-- BEGIN Page excerpt --

Serve Files with Custom Formats

Out of the box, Tiled can serve a directory of files that have common formats with recognizable file names like *.csv, *.tiff, or *.h5. In this guide, we will configure it to recognize files that have nonstandard (e.g. custom) names and/or custom formats.

Note

Tiled is not limited to serving data from files.

Large deployements typically involve a database, supporting fast search on metadata, and perhaps external files or “blob stores” with large data.

But starting with files is a good way to get rolling with Tiled.

Formats are named using “MIME types”

Tiled refers to formats using a web standard called MIME types. MIME types look like:

text/csv
image/png
application/x-hdf5

There is an official list of registered MIME types, and if an official one exists we use it. If a format is not registered, then the standard tells us to use text/x-SOMETHING if the format is textual or application/x-SOMETHING if it is binary. For example, we use text/x-xdi for XDI and applicaiton/x-hdf5 for HDF5, formats which are not registered.

Case 1: Unfamiliar File Extension

Suppose you have data files that are formatted in a supported format like CSVs. If they were named *.csv then Tiled could handle them natively without any additional configuration:

tiled serve directory path/to/directory

But if they use some unusual extension like *.stuff Tiled needs to be told that it should read *.stuff files like CSVs.

Map the unfamiliar file extension to a MIME type

We use a configuration file like this:

# config.yml
trees:
  tree: files
  args:
    directory: path/to/directory
    mimetypes_by_file_ext:
      .stuff: text/csv

We are mapping the file extension, .stuff (including the leading .) to the MIME type text/csv.

Multiple file extensions can be mapped to the same MIME type. For example, Tiled’s default configuration maps both .tif and .tiff to image/tiff.

We then use the configuration file like this:

tiled serve config config.yml

The configuration file config.yml can be named anything you like.

Case 2: No File Extension

Not all files have a name like <name>.<extension>. Some have no dot, like:

data0001
data0002
data0003

Others do have a dot, but the part after the dot is not really a file extension; it does not signify the format. Instead, it’s scientific metadata of some kind, as in:

polymer_10_new_Ck150V.2050
polymer_10_new_Ck150V.3050
polymer_10_new_Ck150V.4050

Write a custom function for detecting the MIME type

The best solution is to avoid naming files like this, but we cannot always control how our files are named. To cope with this, we need to write a Python function.

# custom.py

def detect_mimetype(filepath, mimetype):
    if mimetype is None:
        # If we are here, detection based on file extension came up empty.
        ...
        mimetype = "text/csv"
    return mimetype

The function detect_mimetype will be passed the full filepath (e.g. path/to/filename) not just the filename. It can use this to examine the filename or even open the file to, for example, look for a file signature. The function will also be passed the mimetype, if any, that was detected based on its file extension. Therefore, this function can be used to catch files that have no file extension or to override the determination based file extension if it is wrong.

If the Python script custom.py is placed in the same directory as config.yml, Tiled will find it. (Tiled temporarily adds the directory containing the configuration file(s) to the Python import path while it parses the configuration.)

-- END Page excerpt --

### Exercise
Pick up the Tiled guide on serving files with custom formats right after its last sentence and keep writing it.

-- BEGIN Extracted material --

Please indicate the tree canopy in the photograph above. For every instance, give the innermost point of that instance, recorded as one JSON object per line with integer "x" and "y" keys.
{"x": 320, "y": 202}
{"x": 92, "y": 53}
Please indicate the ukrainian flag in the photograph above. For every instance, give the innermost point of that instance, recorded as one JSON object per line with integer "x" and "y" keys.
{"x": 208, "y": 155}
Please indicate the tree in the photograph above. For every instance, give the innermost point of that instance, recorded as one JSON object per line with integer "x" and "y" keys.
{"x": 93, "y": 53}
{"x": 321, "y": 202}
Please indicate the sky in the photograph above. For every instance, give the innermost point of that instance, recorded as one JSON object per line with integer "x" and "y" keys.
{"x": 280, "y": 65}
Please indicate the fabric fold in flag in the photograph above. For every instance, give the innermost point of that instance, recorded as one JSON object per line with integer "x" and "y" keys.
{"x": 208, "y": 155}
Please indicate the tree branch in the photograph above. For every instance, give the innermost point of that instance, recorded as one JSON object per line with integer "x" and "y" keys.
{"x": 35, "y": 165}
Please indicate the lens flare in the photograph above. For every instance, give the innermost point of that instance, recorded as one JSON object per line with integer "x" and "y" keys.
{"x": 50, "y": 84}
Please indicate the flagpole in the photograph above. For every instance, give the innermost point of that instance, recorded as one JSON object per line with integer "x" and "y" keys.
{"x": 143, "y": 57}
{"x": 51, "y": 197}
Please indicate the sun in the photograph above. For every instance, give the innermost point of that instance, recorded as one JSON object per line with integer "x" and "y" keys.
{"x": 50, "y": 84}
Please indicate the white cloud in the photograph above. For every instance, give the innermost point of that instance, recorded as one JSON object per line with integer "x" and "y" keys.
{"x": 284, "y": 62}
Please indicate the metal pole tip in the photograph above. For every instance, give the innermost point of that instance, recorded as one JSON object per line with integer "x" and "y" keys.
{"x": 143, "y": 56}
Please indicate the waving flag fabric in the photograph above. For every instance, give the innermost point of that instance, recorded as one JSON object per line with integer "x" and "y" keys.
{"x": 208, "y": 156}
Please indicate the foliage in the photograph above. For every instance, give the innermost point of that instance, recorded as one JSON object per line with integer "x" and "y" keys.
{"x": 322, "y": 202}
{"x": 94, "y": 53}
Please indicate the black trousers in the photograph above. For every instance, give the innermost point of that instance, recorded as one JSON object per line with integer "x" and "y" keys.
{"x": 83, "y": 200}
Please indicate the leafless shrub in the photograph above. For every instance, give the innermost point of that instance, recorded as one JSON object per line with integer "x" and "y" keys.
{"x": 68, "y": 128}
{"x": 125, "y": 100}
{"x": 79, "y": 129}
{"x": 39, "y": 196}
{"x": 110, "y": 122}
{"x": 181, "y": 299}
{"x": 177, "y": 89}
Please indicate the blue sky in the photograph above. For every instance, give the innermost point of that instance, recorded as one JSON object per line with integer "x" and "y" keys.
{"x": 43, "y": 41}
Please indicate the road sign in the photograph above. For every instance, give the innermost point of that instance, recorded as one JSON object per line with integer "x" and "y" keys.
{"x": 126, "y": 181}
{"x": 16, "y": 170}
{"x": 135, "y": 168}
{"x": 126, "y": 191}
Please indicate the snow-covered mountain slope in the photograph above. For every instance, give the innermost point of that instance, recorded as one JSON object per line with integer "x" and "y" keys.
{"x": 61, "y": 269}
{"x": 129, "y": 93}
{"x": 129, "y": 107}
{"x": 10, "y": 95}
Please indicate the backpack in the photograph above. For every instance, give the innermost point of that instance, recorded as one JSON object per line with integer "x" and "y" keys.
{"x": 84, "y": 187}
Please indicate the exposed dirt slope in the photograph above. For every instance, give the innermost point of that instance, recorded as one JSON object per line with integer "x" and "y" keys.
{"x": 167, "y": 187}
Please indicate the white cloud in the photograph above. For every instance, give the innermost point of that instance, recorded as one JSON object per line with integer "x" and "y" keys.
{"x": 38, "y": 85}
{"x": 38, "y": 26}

-- END Extracted material --

### Response to the task
# config.yml
trees:
  tree: files
  args:
    directory: path/to/directory
    mimetype_detection_hook: custom:detect_mimetype

Alternatively, if the function can be defined in some external Python package like my_package.my_module.func and configured like

mimetype_detection_hook: my_package.my_module:func

Note that the packages are separated by . but the final object (func) is preceded by a :. If you forget this, Tiled will raise a clear error to remind you.

The names custom.py and detect_mimetype are arbitrary. The mimetype_detection_hook may be used in combination with mimetypes_by_file_ext.

As in Case 1, we use the configuration file like this:

tiled serve config config.yml

Case 3: Custom Format

In this case we format that Tiled cannot read. It’s not just a familiar format with an unfamiliar name; it’s a new format that Tiled needs to be taught how to read.

Choose a MIME type

Referring back to the top of this guide, we need to choose a MIME type to refer to this format by. As an example, we’ll call our format

application/x-stuff

The is, of course, some risk of name collisions when we invent names outside of the official list of MIME types, so be specific.

Write a custom adapter

Tiled must represent the content of your file as:

  • An array + a dictionary of metadata

  • A table (dataframe) + dictionary of metadata

  • A nested structure (i.e. directory-like hierarchy) of the above

You must choose which is appropriate for this data format. Examples for each structure follow.

Simple Array example

# custom.py
from tiled.adpaters.array import ArrayAdapter

def read_custom_format(filepath):
    # Extract an array and an optional dictionary of metadata
    # from your file.
    array = ...  # a numpy array
    metadata = ...  # a dictionary or None
    return ArrayAdapter.from_array(array, metadata=metadata)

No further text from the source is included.